Goal of the exercise » Swap every "Locate" in the rows below for "Find" and write the rows out again with nothing else altered. Leave the pictures out.

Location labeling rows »
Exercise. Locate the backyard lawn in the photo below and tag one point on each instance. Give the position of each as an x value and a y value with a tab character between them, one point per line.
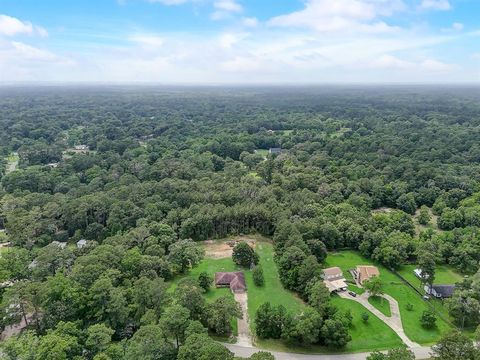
380	336
382	305
405	295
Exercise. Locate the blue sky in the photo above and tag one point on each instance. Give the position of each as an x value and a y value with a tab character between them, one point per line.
240	41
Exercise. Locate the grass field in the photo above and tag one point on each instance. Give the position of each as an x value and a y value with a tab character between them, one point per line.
356	289
380	336
401	292
382	305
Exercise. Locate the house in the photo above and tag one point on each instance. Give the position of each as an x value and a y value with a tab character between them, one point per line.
334	280
440	291
365	272
81	243
274	150
418	273
234	280
59	244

Answer to this exercise »
Exercise. Find the backyard lawn in the photo below and tag one point on each instance. Give the position of each as an x value and a y value with a tab character between them, one point per line.
380	336
382	305
405	295
Exercise. Find the blue sky in the photo above and tag one point on each instance. Give the position of each as an x value and a y value with a tab character between them, one point per line.
240	41
Exercise. Find the grass field in the photo above and tag one point on each instance. Give the position of each as an x value and a y value with a tab character between them, one point per line.
356	289
380	336
401	292
382	305
Exercise. Find the house in the photo above and tag one point on each instance. Give the position of each as an x value and a y value with a tab character between them, one point per line.
334	280
440	291
365	272
81	243
274	150
418	273
234	280
59	244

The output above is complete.